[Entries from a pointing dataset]

____________________

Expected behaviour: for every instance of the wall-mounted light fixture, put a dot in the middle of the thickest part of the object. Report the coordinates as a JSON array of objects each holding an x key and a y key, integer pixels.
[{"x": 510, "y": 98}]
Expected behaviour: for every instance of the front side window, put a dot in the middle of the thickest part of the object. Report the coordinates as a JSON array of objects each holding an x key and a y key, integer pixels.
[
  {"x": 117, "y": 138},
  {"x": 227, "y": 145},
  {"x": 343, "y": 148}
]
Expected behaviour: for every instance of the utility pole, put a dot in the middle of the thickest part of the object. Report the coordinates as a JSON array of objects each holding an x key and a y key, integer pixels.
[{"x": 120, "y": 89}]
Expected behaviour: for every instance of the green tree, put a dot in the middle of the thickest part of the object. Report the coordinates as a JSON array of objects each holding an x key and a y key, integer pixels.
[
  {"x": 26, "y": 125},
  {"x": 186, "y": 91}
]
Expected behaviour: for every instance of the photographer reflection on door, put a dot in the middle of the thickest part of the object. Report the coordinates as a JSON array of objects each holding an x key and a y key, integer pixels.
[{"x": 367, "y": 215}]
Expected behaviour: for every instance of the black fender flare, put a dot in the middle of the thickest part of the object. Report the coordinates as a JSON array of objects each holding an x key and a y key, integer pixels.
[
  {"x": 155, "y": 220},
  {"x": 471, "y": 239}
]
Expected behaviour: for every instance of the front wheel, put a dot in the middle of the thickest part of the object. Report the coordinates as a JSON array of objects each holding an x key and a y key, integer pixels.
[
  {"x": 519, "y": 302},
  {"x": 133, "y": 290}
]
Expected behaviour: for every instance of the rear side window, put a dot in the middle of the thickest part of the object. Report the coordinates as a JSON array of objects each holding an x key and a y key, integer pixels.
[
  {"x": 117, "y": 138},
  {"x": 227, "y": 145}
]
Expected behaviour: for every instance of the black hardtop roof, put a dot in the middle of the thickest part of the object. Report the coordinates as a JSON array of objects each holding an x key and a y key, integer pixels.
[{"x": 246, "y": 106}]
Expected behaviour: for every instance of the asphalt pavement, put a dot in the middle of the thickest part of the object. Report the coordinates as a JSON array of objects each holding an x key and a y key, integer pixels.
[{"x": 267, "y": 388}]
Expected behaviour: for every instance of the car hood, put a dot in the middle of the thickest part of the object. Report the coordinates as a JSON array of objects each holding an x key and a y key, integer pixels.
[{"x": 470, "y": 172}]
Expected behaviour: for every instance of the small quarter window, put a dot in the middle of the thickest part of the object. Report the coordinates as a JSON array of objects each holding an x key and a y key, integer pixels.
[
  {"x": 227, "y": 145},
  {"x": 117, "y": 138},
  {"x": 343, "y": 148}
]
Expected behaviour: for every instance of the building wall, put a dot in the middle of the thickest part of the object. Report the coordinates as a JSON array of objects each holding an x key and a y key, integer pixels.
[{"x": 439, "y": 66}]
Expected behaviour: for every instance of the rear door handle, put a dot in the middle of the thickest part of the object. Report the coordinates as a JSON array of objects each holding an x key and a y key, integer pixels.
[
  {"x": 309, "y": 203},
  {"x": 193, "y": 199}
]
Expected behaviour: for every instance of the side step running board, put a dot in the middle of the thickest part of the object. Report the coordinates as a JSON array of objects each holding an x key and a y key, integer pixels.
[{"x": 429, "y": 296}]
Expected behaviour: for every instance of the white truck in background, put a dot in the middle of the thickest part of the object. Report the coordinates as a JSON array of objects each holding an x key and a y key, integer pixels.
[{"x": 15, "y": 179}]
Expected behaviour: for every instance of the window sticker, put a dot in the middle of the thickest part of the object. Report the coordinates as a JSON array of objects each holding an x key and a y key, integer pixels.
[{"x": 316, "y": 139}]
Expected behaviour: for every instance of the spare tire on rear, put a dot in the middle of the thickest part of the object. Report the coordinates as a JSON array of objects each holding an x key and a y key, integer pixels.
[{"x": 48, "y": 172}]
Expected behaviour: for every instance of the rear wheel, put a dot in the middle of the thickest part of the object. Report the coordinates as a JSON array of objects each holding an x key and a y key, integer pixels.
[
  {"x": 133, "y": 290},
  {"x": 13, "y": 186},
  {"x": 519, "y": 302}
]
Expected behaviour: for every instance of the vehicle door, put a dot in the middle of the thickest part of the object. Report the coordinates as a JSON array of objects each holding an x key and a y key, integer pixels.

____________________

*What is required*:
Extract all the entries word for word.

*Result of the task*:
Expected behaviour: for every instance of the wall-mounted light fixture, put a dot in the middle of the thickest part of the object. Report the coordinates as a JSON array of objects each holding an x key and a y key, integer pixels.
[{"x": 510, "y": 98}]
Expected behaviour: for every instance of the front side window, put a dot in the middle of the thickest part of the object. Report the coordinates as a JSON array of objects each holding an x key and a y key, integer pixels.
[
  {"x": 117, "y": 138},
  {"x": 227, "y": 145},
  {"x": 343, "y": 148}
]
Expected behaviour: for every instance of the utility pole, put a dot in the middle of the thickest part of the object. Report the coordinates as a JSON array of objects each holding an x key and a y key, integer pixels.
[{"x": 120, "y": 89}]
Expected behaviour: for every instance of the green tree, put a dot in the middle of the thickest part of the object. Report the coordinates as a JSON array of objects each holding an x key and a y key, integer pixels.
[
  {"x": 26, "y": 125},
  {"x": 186, "y": 91}
]
Expected behaviour: for every instance of the photographer reflection on door, put a dot in the middle of the thickest part of the object. Report the coordinates as a JSON array of objects each holding an x key and a y key, integer pixels.
[{"x": 367, "y": 215}]
Expected behaviour: for every instance of the black fender flare, put a dot in the middle of the thickest part of the object. Report the coordinates as a JSON array of objects each holding an x key and a y key, integer pixels.
[
  {"x": 155, "y": 220},
  {"x": 471, "y": 239}
]
Expected behaviour: for every instance of the front wheel, put a dot in the middle of the thickest part of the object. Report the coordinates as a JSON array of objects each holding an x key and a y key, integer pixels.
[
  {"x": 519, "y": 302},
  {"x": 133, "y": 290}
]
Expected behaviour: for every instance of the rear side window, put a dot in the middle of the thickest part of the object. Report the coordinates as a JSON array of objects each holding an x key and a y key, integer pixels.
[
  {"x": 117, "y": 138},
  {"x": 227, "y": 145}
]
Expected behaviour: for every instance of the black hardtop roof, put a dot in the middle of the thickest part of the object. Report the coordinates as a JSON array of objects each holding an x key and a y key, integer pixels.
[{"x": 246, "y": 106}]
Expected behaviour: for every instance of the asphalt pavement, put a dot in the middle of the thickest part of the object. Report the coordinates as a JSON array of objects each holding an x key and a y key, integer pixels.
[{"x": 267, "y": 388}]
Expected behaviour: for every instance of the car hood, put a dot in the middle of the thickest part of the object. Report the coordinates as a JSON array of objects each holding an x key and a y key, integer pixels.
[{"x": 470, "y": 172}]
Expected behaviour: for every instance of the small quarter window, put a dot in the middle of the thickest part of the object. Report the coordinates as a JSON array of objects each holding an x key and a y key, integer pixels.
[
  {"x": 227, "y": 145},
  {"x": 117, "y": 138},
  {"x": 343, "y": 148}
]
Expected behaviour: for every instance of the building wall, put a dot in the middle of the thickest part of the object. Report the coordinates as a JSON array of objects each holding an x key and a y key, integer pixels.
[{"x": 439, "y": 66}]
Expected behaviour: for every instance of the rear door handle, put a dot in the middle of the thickest part of the object. Report the coordinates as a JSON array of objects each holding an x key and a y key, integer pixels.
[
  {"x": 309, "y": 203},
  {"x": 193, "y": 199}
]
Expected behaviour: for every instance of the side step running board, put a dot in the middle of the thickest part of the object. Report the coordinates as a JSON array of objects each holding an x key and a y key, integer pixels.
[{"x": 429, "y": 296}]
Expected behaviour: for every instance of the white truck in background, put a dot in the middle of the thickest part of the object. Report the coordinates as a JSON array of objects each holding an x key and a y key, integer pixels.
[{"x": 15, "y": 179}]
Expected behaviour: for every instance of the window sticker, put a dot in the middle of the thickest part of the object. Report the coordinates as a JSON array of objects each holding an x key and a y key, integer pixels.
[{"x": 316, "y": 139}]
Expected behaviour: for every instance of the spare tire on rear, put a dot in the middle of the thickest part of the object. Report the coordinates as a JSON array of objects each holding an x key and a y key, integer pixels.
[{"x": 48, "y": 172}]
Expected behaviour: for every instance of the rear wheel, put a dot in the middle of the thickest part of the object. Report the coordinates as a JSON array of objects each holding an x key and a y key, integer pixels.
[
  {"x": 133, "y": 290},
  {"x": 13, "y": 186},
  {"x": 519, "y": 302}
]
Expected behaviour: for every instance of the vehicle door, put a dot in the middle of the thickest part of the object. Report the coordinates as a JSON array of objects each holding an x key and a y key, integer pixels.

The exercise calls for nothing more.